(EXCERPTED RECORDS)

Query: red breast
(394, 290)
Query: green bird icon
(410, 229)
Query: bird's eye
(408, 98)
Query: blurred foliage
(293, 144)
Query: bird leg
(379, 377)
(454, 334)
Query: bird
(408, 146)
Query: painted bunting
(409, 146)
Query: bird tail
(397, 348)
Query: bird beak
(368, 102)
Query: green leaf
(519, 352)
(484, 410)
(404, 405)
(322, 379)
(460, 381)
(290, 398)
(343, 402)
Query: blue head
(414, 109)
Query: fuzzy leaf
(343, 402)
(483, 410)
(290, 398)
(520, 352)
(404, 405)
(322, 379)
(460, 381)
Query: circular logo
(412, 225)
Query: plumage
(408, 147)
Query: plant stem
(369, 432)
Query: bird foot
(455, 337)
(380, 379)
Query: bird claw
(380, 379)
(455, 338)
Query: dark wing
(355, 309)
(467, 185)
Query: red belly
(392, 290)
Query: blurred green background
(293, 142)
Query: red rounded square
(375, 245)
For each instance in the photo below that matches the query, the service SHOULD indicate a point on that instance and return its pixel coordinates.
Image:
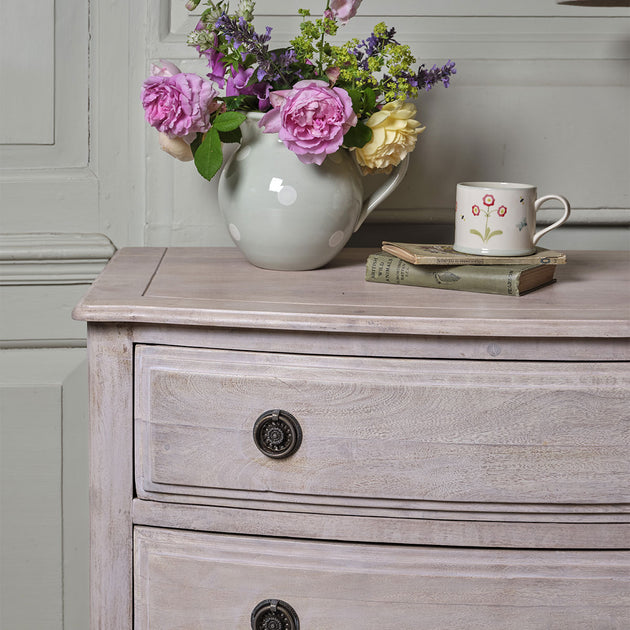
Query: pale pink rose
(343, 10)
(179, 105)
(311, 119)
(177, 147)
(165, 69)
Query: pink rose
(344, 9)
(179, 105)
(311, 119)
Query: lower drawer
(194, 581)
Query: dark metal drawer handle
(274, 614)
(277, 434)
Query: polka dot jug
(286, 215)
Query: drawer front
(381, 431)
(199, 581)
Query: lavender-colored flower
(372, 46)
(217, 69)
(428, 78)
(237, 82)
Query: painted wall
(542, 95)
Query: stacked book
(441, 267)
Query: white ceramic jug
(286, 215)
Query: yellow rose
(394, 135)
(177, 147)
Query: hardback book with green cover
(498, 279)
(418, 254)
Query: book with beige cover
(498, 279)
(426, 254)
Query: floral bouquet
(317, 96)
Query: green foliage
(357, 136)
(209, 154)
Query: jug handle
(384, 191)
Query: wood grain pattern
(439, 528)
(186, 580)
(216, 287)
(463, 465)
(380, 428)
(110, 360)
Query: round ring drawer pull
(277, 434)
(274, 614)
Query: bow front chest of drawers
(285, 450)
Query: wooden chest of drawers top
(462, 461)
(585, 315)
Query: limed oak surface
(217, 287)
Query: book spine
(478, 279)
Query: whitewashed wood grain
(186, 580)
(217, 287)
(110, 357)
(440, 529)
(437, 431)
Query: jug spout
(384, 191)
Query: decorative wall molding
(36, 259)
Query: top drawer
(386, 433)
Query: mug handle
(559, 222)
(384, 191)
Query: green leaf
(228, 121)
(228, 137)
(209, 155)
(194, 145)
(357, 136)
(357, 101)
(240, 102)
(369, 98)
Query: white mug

(End EXCERPTED RECORDS)

◆ REQUIRED ACTION:
Retype all the records exactly and keep out every picture.

◆ RESULT OF THIS EXERCISE:
Query: red breast
(394, 290)
Query: green bird icon
(410, 229)
Query: bird's eye
(408, 98)
Query: blurred foliage
(293, 144)
Query: bird leg
(379, 377)
(454, 334)
Query: bird
(408, 146)
Query: painted bunting
(409, 146)
Query: bird tail
(397, 348)
Query: bird beak
(368, 102)
Query: green leaf
(519, 352)
(484, 410)
(404, 405)
(322, 379)
(460, 381)
(290, 398)
(343, 402)
Query: blue head
(414, 109)
Query: fuzzy leaf
(343, 402)
(483, 410)
(290, 398)
(520, 352)
(404, 405)
(322, 379)
(460, 381)
Query: circular logo
(412, 225)
Query: plumage
(408, 147)
Query: plant stem
(369, 432)
Query: bird foot
(455, 337)
(380, 379)
Query: bird claw
(380, 379)
(455, 338)
Query: dark wing
(355, 309)
(467, 185)
Query: red belly
(392, 290)
Query: blurred green background
(293, 142)
Query: red rounded square
(375, 245)
For each instance in the photo below that matches the query, the service SHOULD indicate a point on that instance and return its pixel coordinates.
Image:
Query: pale pink rose
(343, 10)
(179, 105)
(311, 119)
(177, 147)
(165, 69)
Query: pink rose
(344, 9)
(179, 105)
(311, 119)
Query: lower drawer
(194, 581)
Query: dark metal drawer handle
(274, 614)
(277, 434)
Query: polka dot jug
(286, 215)
Query: drawer front
(381, 431)
(199, 581)
Query: lavender-colored flower
(372, 46)
(217, 69)
(428, 78)
(237, 82)
Query: painted wall
(542, 95)
Query: stacked book
(441, 267)
Query: white ceramic jug
(286, 215)
Query: yellow rose
(394, 135)
(177, 147)
Query: hardback book with green cover
(498, 279)
(418, 254)
Query: book with beige cover
(498, 279)
(426, 254)
Query: floral bouquet
(317, 96)
Query: green foliage
(357, 136)
(209, 154)
Query: jug handle
(384, 191)
Query: wood grain pattern
(439, 528)
(186, 580)
(216, 287)
(463, 465)
(380, 428)
(110, 360)
Query: round ring drawer pull
(277, 434)
(274, 614)
Query: bow front chest of drawers
(285, 450)
Query: wooden chest of drawers top
(462, 461)
(585, 315)
Query: limed oak surface
(217, 287)
Query: book spine
(478, 279)
Query: whitewashed wood grain
(186, 580)
(217, 287)
(110, 357)
(440, 529)
(437, 431)
Query: jug spout
(384, 191)
Query: decorative wall molding
(36, 259)
Query: top drawer
(386, 433)
Query: mug handle
(559, 222)
(384, 191)
Query: green leaf
(228, 121)
(228, 137)
(209, 155)
(194, 145)
(357, 136)
(357, 101)
(240, 102)
(369, 98)
Query: white mug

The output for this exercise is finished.